> **What needs to be done**: Retype each line below precisely.

> **The input**:
=== Begin Enclosure ===

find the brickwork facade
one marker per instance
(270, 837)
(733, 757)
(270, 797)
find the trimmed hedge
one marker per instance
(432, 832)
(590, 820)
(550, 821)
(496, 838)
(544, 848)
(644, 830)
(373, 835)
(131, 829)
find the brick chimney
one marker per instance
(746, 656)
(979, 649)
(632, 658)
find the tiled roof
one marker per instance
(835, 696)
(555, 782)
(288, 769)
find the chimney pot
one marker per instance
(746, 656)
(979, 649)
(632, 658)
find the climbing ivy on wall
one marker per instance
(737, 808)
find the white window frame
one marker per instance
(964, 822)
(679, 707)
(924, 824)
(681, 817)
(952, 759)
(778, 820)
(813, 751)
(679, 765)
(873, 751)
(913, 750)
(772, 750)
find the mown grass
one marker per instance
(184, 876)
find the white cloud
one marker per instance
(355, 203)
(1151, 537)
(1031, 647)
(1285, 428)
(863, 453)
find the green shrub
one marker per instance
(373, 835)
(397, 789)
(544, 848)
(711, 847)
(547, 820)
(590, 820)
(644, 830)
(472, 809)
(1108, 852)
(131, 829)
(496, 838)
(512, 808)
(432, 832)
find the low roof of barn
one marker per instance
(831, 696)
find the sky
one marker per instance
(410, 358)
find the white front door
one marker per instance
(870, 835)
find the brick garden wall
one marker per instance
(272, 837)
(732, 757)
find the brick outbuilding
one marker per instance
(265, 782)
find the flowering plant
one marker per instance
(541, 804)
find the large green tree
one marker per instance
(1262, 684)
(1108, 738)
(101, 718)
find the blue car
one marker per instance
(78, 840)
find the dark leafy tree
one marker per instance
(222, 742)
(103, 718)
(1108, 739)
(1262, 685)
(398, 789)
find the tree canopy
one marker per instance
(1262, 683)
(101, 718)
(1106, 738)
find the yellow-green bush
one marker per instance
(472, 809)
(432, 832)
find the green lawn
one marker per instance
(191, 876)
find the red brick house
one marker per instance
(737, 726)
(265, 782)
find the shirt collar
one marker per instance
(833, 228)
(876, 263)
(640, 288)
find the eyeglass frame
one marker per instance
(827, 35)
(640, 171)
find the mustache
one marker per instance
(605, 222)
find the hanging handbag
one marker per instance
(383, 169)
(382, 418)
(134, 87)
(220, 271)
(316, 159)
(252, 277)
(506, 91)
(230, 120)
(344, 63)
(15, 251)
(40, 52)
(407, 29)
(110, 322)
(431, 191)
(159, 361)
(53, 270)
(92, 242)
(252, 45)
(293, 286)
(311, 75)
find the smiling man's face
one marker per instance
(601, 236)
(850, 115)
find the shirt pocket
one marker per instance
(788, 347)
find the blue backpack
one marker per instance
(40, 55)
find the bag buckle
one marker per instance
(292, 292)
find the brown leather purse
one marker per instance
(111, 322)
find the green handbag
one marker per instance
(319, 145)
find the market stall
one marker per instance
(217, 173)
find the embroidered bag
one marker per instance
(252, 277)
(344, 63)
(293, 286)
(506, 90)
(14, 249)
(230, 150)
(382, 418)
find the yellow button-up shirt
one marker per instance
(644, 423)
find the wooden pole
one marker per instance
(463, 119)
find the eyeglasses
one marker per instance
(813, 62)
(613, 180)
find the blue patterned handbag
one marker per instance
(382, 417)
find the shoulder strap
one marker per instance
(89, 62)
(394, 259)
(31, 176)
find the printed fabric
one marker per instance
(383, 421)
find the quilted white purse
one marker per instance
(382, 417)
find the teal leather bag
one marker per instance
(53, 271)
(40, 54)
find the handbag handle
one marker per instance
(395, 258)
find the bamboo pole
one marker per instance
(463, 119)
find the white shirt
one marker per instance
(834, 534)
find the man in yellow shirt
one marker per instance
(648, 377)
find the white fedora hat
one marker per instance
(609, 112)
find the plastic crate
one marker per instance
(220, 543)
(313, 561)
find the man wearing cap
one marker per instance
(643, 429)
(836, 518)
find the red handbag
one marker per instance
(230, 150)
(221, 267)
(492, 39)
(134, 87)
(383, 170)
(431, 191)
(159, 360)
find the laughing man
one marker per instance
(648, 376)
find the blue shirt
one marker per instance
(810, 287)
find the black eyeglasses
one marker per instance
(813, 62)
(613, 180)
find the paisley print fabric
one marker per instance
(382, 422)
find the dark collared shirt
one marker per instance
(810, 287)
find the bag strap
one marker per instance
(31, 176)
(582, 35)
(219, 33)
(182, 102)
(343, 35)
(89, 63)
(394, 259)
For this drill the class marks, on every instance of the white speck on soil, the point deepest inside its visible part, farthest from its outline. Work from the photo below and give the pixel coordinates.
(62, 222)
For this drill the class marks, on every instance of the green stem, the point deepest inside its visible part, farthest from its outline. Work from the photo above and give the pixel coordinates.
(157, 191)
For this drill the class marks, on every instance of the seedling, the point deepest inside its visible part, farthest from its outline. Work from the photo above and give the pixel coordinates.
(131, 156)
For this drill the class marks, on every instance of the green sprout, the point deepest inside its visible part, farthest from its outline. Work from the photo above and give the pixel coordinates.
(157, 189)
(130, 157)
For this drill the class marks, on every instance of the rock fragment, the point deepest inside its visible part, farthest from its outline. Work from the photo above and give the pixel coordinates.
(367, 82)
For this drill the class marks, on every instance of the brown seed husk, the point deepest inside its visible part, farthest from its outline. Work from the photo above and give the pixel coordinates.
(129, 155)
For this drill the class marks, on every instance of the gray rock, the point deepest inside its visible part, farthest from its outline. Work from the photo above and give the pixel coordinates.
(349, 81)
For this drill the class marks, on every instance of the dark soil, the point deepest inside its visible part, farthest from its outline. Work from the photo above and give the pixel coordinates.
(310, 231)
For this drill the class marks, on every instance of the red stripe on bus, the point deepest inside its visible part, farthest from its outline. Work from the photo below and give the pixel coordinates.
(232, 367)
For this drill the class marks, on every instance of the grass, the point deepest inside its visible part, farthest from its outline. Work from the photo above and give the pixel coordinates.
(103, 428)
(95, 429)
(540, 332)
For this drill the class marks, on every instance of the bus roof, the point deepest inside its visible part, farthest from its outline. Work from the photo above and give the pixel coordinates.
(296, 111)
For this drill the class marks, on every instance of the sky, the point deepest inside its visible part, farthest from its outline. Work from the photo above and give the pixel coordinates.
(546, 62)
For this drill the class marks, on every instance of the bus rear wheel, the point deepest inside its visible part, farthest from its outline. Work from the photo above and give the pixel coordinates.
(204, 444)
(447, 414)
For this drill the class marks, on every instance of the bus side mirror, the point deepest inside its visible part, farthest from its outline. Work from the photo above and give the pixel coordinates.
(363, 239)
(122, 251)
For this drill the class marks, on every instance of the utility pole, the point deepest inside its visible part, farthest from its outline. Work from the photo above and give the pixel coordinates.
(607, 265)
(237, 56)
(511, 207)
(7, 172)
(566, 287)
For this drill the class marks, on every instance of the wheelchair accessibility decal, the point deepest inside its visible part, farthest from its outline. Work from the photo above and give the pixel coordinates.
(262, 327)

=== End Enclosure ===

> **Exercise solution**:
find the brickwork facade
one marker per instance
(270, 837)
(733, 757)
(270, 797)
find the trimmed hedge
one marker per instance
(432, 832)
(590, 820)
(550, 821)
(496, 838)
(544, 848)
(644, 830)
(373, 835)
(131, 829)
find the brick chimney
one marker per instance
(746, 656)
(979, 649)
(632, 658)
find the tiled roof
one marker per instance
(835, 696)
(555, 782)
(288, 769)
find the chimney pot
one marker per instance
(746, 656)
(979, 649)
(632, 658)
find the climbing ivy on wall
one marker per instance
(737, 808)
find the white window frame
one marker per instance
(964, 822)
(679, 707)
(924, 824)
(681, 817)
(952, 759)
(778, 820)
(813, 751)
(679, 765)
(873, 751)
(913, 750)
(772, 750)
find the mown grass
one marker per instance
(184, 876)
find the white cloud
one marker per instance
(355, 203)
(1151, 537)
(1031, 647)
(1285, 428)
(863, 453)
find the green shrub
one marker per instance
(373, 835)
(397, 789)
(544, 848)
(711, 847)
(547, 820)
(590, 820)
(644, 830)
(472, 809)
(1108, 852)
(131, 829)
(496, 838)
(512, 808)
(432, 832)
find the low roof of barn
one marker per instance
(831, 696)
find the sky
one marker per instance
(410, 358)
find the white front door
one marker per instance
(870, 835)
find the brick garden wall
one marker per instance
(272, 837)
(732, 757)
find the brick outbuilding
one marker per instance
(265, 782)
find the flowering plant
one marker per instance
(541, 804)
find the large green tree
one marker per instance
(1262, 684)
(1108, 738)
(101, 718)
find the blue car
one marker per instance
(78, 840)
find the dark leafy tree
one marker per instance
(222, 742)
(103, 718)
(1108, 739)
(1262, 685)
(398, 789)
find the tree canopy
one marker per instance
(1262, 683)
(101, 718)
(1106, 738)
find the yellow-green bush
one marker per instance
(472, 809)
(432, 832)
find the green lawn
one marker per instance
(191, 876)
find the red brick house
one marker per instance
(737, 726)
(265, 782)
find the shirt collar
one marker per instance
(833, 228)
(876, 263)
(640, 288)
find the eyeglass frame
one marker per instance
(827, 35)
(640, 171)
find the mustache
one marker per instance
(605, 222)
find the hanging handbag
one marker per instance
(383, 169)
(382, 418)
(134, 87)
(220, 271)
(316, 159)
(252, 277)
(506, 91)
(230, 120)
(344, 63)
(15, 251)
(40, 52)
(407, 29)
(110, 322)
(431, 191)
(159, 361)
(53, 270)
(92, 242)
(252, 45)
(293, 286)
(311, 75)
find the smiling man's face
one marker per instance
(601, 236)
(850, 115)
find the shirt pocket
one marker per instance
(788, 347)
find the blue backpack
one marker per instance
(40, 55)
find the bag buckle
one marker per instance
(292, 292)
find the brown leather purse
one marker per instance
(111, 322)
find the green handbag
one marker per instance
(319, 145)
find the market stall
one marker per instance
(217, 173)
find the embroidered bag
one marker per instance
(252, 277)
(344, 63)
(293, 286)
(506, 90)
(14, 249)
(230, 150)
(382, 418)
find the yellow button-up shirt
one marker per instance
(644, 423)
find the wooden pole
one marker per instance
(463, 119)
find the eyeglasses
one marker per instance
(813, 62)
(613, 180)
find the blue patterned handbag
one marker per instance
(382, 417)
find the shoulder strap
one marker per instance
(89, 62)
(394, 259)
(31, 176)
find the printed fabric
one marker per instance
(383, 421)
find the quilted white purse
one marker per instance
(382, 417)
find the teal leather bag
one marker per instance
(53, 271)
(40, 54)
find the handbag handle
one marker per instance
(395, 258)
find the bamboo pole
one marker per instance
(463, 119)
find the white shirt
one marker per instance
(834, 534)
find the man in yellow shirt
one marker per instance
(648, 377)
find the white fedora hat
one marker per instance
(609, 112)
find the plastic crate
one marker per instance
(220, 543)
(313, 561)
find the man wearing cap
one marker per instance
(643, 429)
(836, 518)
find the red handbag
one marker per instance
(230, 150)
(221, 267)
(492, 39)
(134, 87)
(383, 170)
(431, 191)
(159, 360)
find the laughing man
one marker per instance
(648, 376)
find the blue shirt
one marker per instance
(810, 287)
find the black eyeglasses
one marker per instance
(813, 62)
(613, 180)
find the paisley print fabric
one marker per instance
(382, 422)
find the dark collared shirt
one marker per instance
(810, 287)
find the bag strap
one marker per instance
(31, 176)
(582, 35)
(219, 33)
(182, 102)
(343, 35)
(89, 63)
(394, 259)
For this drill the class marks, on every instance of the white speck on soil, the point deepest inside its visible part, farthest from its outline. Work from the photo below and give the pixel coordinates.
(62, 222)
For this drill the class marks, on every instance of the green stem, the point deepest inside its visible part, farthest from its outline. Work from the photo above and give the pixel coordinates.
(157, 191)
For this drill the class marks, on every instance of the seedling, the point deepest inside its visible part, farthest from its outline. Work from the photo above and give the pixel coordinates.
(131, 156)
For this drill the class marks, on every instance of the green sprout, the point deepest inside its visible part, farthest from its outline. Work from the photo above and give the pixel coordinates.
(157, 189)
(130, 157)
For this drill the class marks, on every instance of the rock fragment, the point deepest inside its visible part, farthest from its outline. Work from the photo above and give the pixel coordinates.
(367, 82)
For this drill the class marks, on every instance of the brown seed husk, the point deepest inside its visible part, farthest from its outline. Work from the photo above and give the pixel coordinates.
(129, 155)
For this drill the class marks, on every instance of the gray rock, the point deepest inside its visible part, farthest from its outline. Work from the photo above and give the pixel coordinates.
(349, 81)
For this drill the class marks, on every instance of the dark soil, the point deepest inside its visible part, farthest from its outline. Work from the photo above and give the pixel coordinates.
(310, 231)
For this drill the class marks, on every instance of the red stripe on bus, the point deepest inside its visible part, farthest from its outline. Work from the photo below and give the pixel coordinates.
(232, 367)
For this drill the class marks, on every instance of the grass, the point deepest inside its visible part, farthest from its outline. Work from the photo above and give the pixel coordinates.
(103, 428)
(95, 429)
(540, 332)
For this drill the class marks, on every instance of the bus roof, the point deepest inside its visible part, farthest from its outline. Work from the photo above and give the pixel coordinates.
(296, 111)
For this drill the class marks, on every instance of the sky, the point deepest inside its visible part, farthest from its outline. Work from the photo above and give the pixel coordinates.
(546, 62)
For this drill the class marks, on every instance of the bus rear wheel, the point deepest inside its visible part, farthest from its outline. Work from the photo above and give the pixel coordinates.
(204, 444)
(447, 414)
For this drill the class marks, on every instance of the bus side mirror, the point deepest inside its visible part, farthest from its outline. Work from the photo above and give the pixel coordinates.
(363, 239)
(122, 251)
For this drill the class marks, on every instance of the utility pole, the point deepest inside its visible part, farthest from its outline. Work from the photo above and give the pixel coordinates.
(607, 265)
(237, 56)
(511, 207)
(7, 172)
(566, 287)
For this drill the class marks, on every instance of the wheelchair accessibility decal, the point deepest inside its visible part, farthest from its outline. Work from the photo above and give the pixel coordinates.
(262, 327)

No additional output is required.